== RAW DATA

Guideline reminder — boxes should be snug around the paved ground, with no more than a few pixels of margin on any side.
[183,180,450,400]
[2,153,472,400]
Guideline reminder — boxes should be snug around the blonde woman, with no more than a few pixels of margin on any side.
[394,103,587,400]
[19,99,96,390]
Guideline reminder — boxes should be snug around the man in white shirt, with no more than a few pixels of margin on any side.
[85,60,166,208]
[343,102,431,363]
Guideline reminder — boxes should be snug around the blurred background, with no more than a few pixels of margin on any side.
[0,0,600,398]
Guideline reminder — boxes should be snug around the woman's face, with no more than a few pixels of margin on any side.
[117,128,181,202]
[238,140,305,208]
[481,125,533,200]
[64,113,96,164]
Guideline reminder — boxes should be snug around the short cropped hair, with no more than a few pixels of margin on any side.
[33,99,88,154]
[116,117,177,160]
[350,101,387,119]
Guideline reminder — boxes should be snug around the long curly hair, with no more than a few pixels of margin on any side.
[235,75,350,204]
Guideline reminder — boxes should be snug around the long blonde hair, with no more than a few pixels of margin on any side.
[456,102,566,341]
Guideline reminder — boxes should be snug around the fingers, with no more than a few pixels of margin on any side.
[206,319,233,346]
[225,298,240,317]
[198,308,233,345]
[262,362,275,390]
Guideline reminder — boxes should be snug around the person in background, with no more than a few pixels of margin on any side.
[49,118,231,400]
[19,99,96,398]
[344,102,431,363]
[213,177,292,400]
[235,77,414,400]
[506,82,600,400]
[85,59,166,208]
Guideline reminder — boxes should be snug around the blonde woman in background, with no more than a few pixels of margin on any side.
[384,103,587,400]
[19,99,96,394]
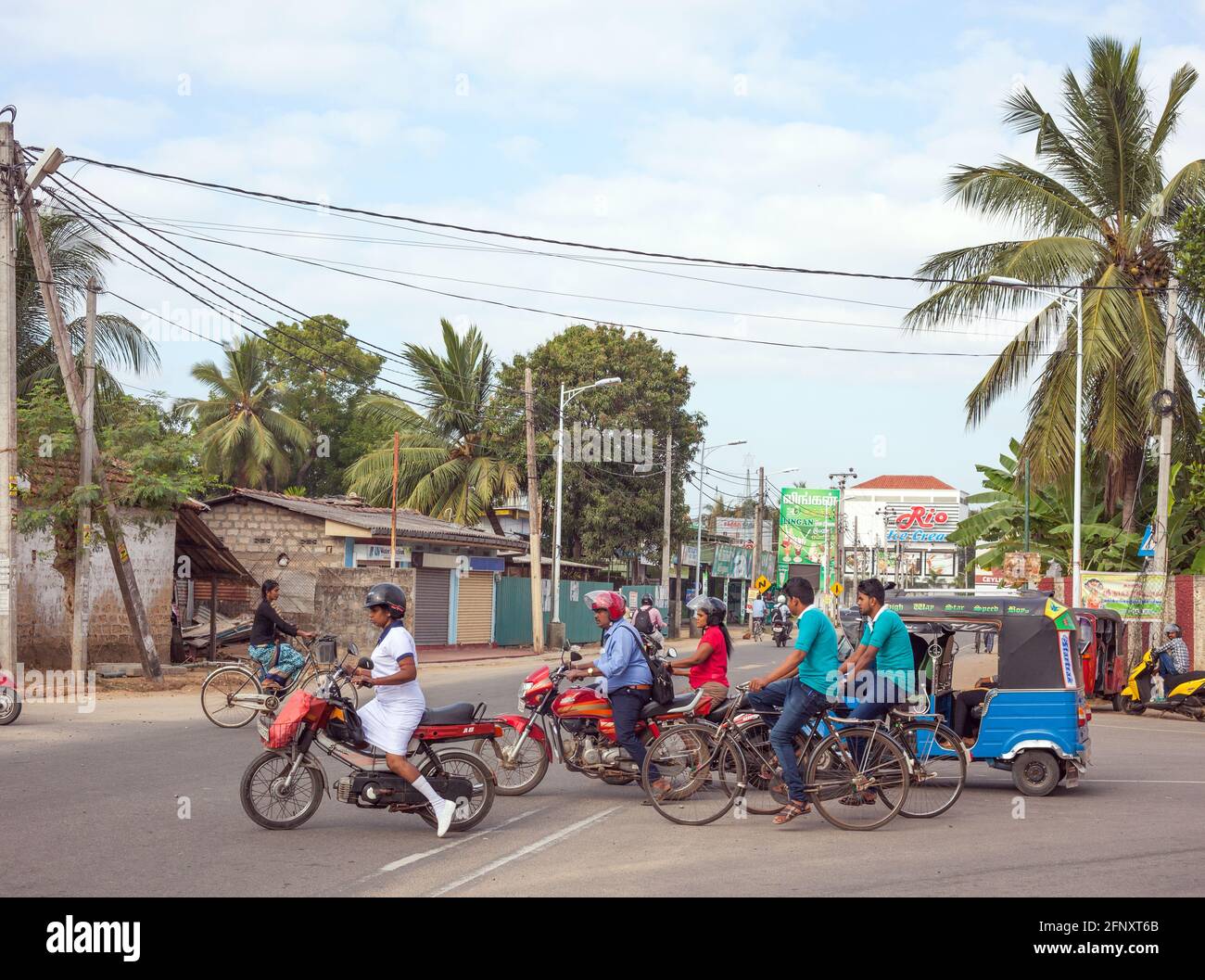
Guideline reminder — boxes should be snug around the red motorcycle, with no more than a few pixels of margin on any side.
[473,647,717,796]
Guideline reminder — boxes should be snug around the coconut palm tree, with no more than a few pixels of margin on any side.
[177,337,312,490]
[17,212,159,402]
[905,37,1205,530]
[347,320,519,534]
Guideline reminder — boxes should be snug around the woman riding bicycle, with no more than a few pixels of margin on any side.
[247,579,318,691]
[669,595,732,707]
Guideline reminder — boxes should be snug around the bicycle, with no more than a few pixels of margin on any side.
[201,636,358,728]
[640,683,910,831]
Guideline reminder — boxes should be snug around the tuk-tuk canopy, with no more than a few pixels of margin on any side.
[841,593,1082,690]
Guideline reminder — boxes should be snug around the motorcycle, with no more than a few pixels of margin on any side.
[1121,650,1205,720]
[0,668,20,724]
[238,643,501,831]
[473,646,715,796]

====

### DIRECTIONS FOR THIS TASK
Update the data above by replacing "snug" with "tight" wherever it occurs, keeping everything else the same. Leave the pictures out of your answer.

### REPLY TO THE TASK
Guideline reminder — boxes should be tight around the paved ground, with no more than a few pixels of margin on any side.
[183,180,450,400]
[2,153,472,400]
Guideline reminder — boxes should be tight around the blonde woman, with no more than a few pixels of margin on any side.
[394,103,587,400]
[19,99,96,390]
Guideline reminder — boxes should be tight around the man in white shirt, with no more than a few pixels of margin on any side.
[85,60,166,208]
[343,102,431,363]
Guideline reminder — boxes should be tight around the blurred background, with no more than a few pixels of margin on any side.
[0,0,600,398]
Guideline reminder — boxes should be tight around the woman's face, with no more than a few pixels of margin on any side.
[117,128,181,202]
[238,140,305,208]
[481,125,533,200]
[64,113,96,164]
Guideline reminder — boxes should be tight around the short cropped hair, with no more than a few pixels of margin on any side.
[33,99,88,154]
[116,117,177,160]
[350,101,387,119]
Guideline reminder — boxes should be tight around the long curly hair, with no more than a few pixels of margin on any side.
[235,75,350,204]
Guideline reminder — boxes should be tight around the long blonde hair, with no more than a few pixels of margin on any side.
[456,102,566,341]
Guideline reminder — boxes should be tight around the fingers, with no more than a few pixels of margin on any side.
[206,319,233,346]
[225,298,240,317]
[198,308,233,345]
[262,362,275,390]
Guideline reminder — boxes should be tight around the person in background, with no more than a few pixels of margin on any side.
[49,118,231,400]
[19,99,96,398]
[344,102,431,363]
[213,177,292,400]
[235,77,414,400]
[506,82,600,400]
[85,59,166,208]
Guideline reminder — boxes should be tight around the blonde woman in background, with no more than a few pixels of margin on any side.
[384,103,587,400]
[19,99,96,394]
Guideline reminder — boxes should be tight around the red motorcycle, with no more than a few pixels of margin on any side.
[473,647,717,796]
Guideline reminder — boxes should be tight around the coconut palm tree, with no more than a few pixels of margin on any side.
[177,337,312,490]
[17,212,159,402]
[905,37,1205,530]
[347,320,519,534]
Guideline reminder — boxes should be tight around the woman riding bicycle, with no more than a few pixels of margin on any side.
[247,579,318,691]
[669,595,732,707]
Guideline reminder — boxes should be tight around the bicycle, with no more than a few pixels of margin on any side.
[201,636,358,728]
[640,683,910,831]
Guideline reminder — boxes should be tight around the tuk-tuk canopy, with no more than a few pixels of margin on any side.
[841,593,1082,690]
Guideline reminder — boxes should be tight around the motorcycle, with no more than a few pixels of margin on any side.
[1121,650,1205,720]
[0,668,20,724]
[238,643,501,831]
[473,646,715,796]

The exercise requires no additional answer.